Most of our cold fronts will be more intense than the current one. When a good one comes screaming down from the Arctic, it will push a strong squall line in front of it. The weather will be warm the day before because the air ahead of the front gets squeezed and heated up. The barometer drops, which often is a herald of excellent fishing. Being out a day or a few hours before the front arrives can be a very good plan, although you’ll often have to work around a strong south wind.

As the front comes over, the winds pick up and the rain starts. Often there will be lightning. Once the squalls pass, the wind will shift to the north and usually pick up, and the temperature will start to fall. How much? If it’s a powerful front, 20 to 30 degrees in a few hours is very realistic, and it can be more than that. Fishing through the front and after it usually sucks. Plan accordingly.

Usually the fishing is less than spectacular for a day or three after the front. The high air pressure probably has something to do with that. Fish feel air pressure despite living in water because of their air-filled swim bladders. That’s OK; it’s going to be windy and probably chilly. This is a great time to organize the garage.

As cold fronts begin rolling in more regularly — and they will, sometime in the next few weeks — we’ll also see our winter tide pattern begin to take hold. Winter tides are generally lower than summer tides.

There are a couple reasons for this: First, winter winds are primarily out of the north and northeast, which tends to push water out of the Harbor. Second, sea surface temperatures in the Gulf and Atlantic will drop considerably. As water cools, it contracts — not by a huge amount, but by enough that sea level is lower in winter than in summer.

Exercises:
**a)** In the cold-front passage, print the part that opens with the words containing "Usually the fishing" and closes with "than in summer.".
**b)** According to the cold-front passage, why are winter tides generally lower than summer tides? Answer in one to three sentences.
**c)** Turn the paragraph of the cold-front passage that begins "As the front comes over" into a short list, keeping its main facts.
The items that come next are separate material and are not part of the cold-front passage.

Material supplied:
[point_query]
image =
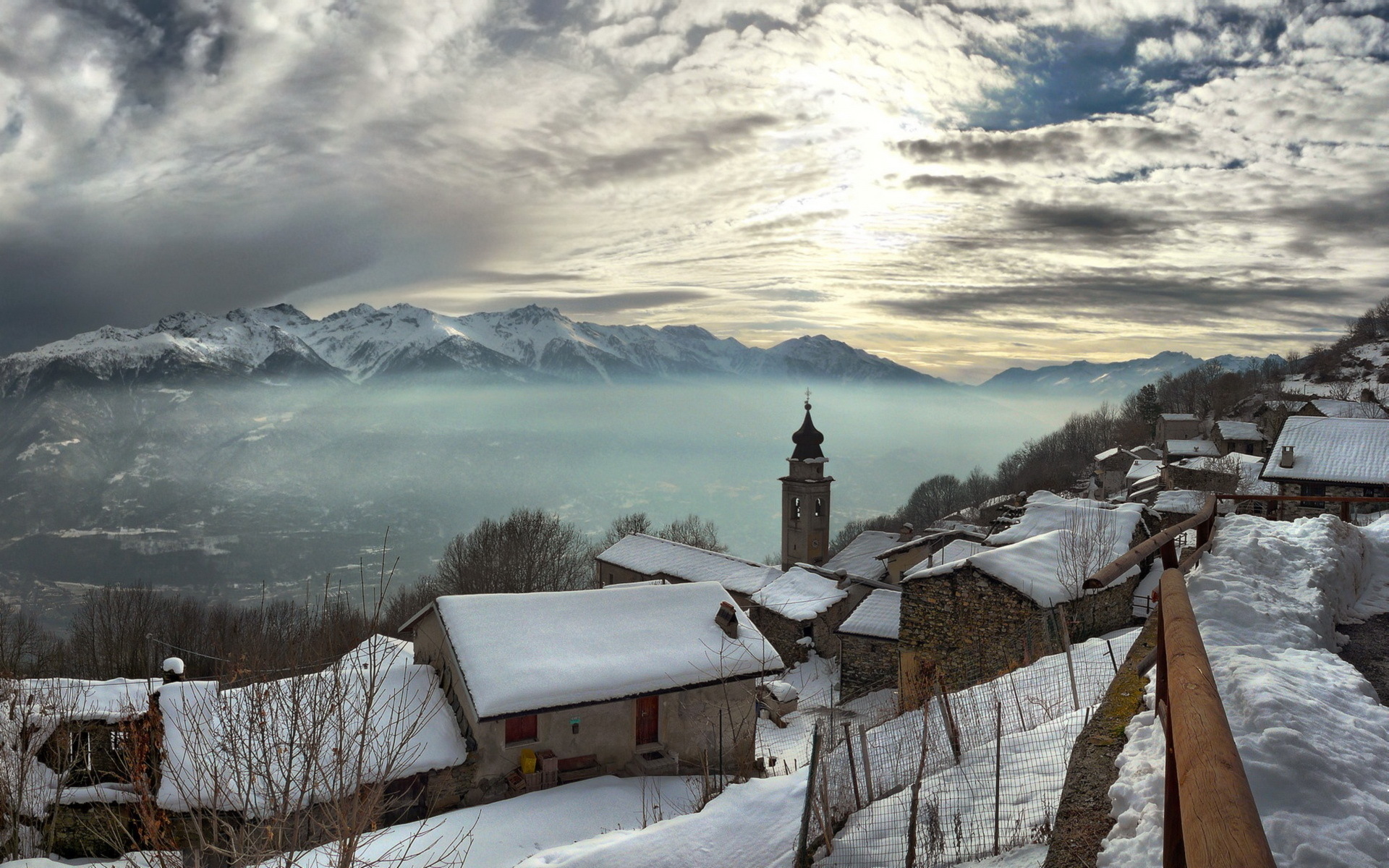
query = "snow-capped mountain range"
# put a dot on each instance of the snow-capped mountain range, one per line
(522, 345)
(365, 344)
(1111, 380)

---

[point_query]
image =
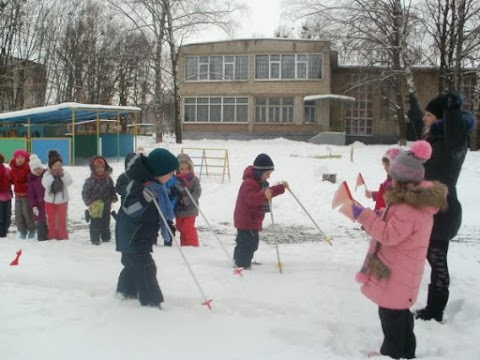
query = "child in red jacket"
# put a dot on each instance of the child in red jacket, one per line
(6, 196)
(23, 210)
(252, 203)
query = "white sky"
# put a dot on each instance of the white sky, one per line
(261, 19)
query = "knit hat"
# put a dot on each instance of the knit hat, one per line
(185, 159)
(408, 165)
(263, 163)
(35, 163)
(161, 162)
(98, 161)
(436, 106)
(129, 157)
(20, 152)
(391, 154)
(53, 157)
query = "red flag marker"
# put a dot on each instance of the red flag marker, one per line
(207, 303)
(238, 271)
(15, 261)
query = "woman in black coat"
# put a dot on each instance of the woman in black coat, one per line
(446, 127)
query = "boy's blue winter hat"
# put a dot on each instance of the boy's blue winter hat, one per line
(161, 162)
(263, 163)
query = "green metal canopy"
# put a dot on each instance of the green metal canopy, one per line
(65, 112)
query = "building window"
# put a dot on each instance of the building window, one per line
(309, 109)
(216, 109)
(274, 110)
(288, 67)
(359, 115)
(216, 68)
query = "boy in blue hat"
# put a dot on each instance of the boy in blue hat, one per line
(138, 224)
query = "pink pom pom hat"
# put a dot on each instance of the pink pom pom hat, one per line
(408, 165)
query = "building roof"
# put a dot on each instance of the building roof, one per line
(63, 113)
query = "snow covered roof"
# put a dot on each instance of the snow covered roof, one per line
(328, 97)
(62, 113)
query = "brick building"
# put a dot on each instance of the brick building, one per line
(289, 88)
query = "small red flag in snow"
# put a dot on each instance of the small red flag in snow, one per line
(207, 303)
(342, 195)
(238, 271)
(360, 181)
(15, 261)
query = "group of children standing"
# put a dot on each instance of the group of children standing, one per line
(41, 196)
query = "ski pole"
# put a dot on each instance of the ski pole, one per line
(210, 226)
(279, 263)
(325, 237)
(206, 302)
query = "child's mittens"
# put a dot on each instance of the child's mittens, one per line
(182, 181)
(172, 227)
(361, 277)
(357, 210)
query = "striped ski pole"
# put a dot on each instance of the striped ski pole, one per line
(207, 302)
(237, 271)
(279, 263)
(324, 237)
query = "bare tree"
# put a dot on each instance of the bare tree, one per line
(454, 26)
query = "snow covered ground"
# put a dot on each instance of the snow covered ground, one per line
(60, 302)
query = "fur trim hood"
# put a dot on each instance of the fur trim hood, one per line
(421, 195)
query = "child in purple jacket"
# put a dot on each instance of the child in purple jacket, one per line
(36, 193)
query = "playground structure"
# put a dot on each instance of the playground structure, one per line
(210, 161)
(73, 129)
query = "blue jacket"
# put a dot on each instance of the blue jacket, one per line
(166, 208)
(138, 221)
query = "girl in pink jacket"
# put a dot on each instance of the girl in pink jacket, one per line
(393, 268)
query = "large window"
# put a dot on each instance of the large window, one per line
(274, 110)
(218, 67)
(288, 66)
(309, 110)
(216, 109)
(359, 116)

Response list:
**a)**
Usually the fishing is less than spectacular for a day or three after the front. The high air pressure probably has something to do with that. Fish feel air pressure despite living in water because of their air-filled swim bladders. That’s OK; it’s going to be windy and probably chilly. This is a great time to organize the garage.

As cold fronts begin rolling in more regularly — and they will, sometime in the next few weeks — we’ll also see our winter tide pattern begin to take hold. Winter tides are generally lower than summer tides.

There are a couple reasons for this: First, winter winds are primarily out of the north and northeast, which tends to push water out of the Harbor. Second, sea surface temperatures in the Gulf and Atlantic will drop considerably. As water cools, it contracts — not by a huge amount, but by enough that sea level is lower in winter than in summer.

**b)** Winter winds blow mainly from the north and northeast, which tends to push water out of the Harbor. Sea surface temperatures in the Gulf and Atlantic also drop, and cooling water contracts enough to make sea level lower in winter than in summer.

**c)**
- As the front arrives, the winds pick up and rain starts, often with lightning.
- After the squalls pass, the wind shifts to the north and usually strengthens.
- The temperature starts to fall, by 20 to 30 degrees or more within a few hours with a powerful front.
- Fishing during and after the front is usually poor, so plan accordingly.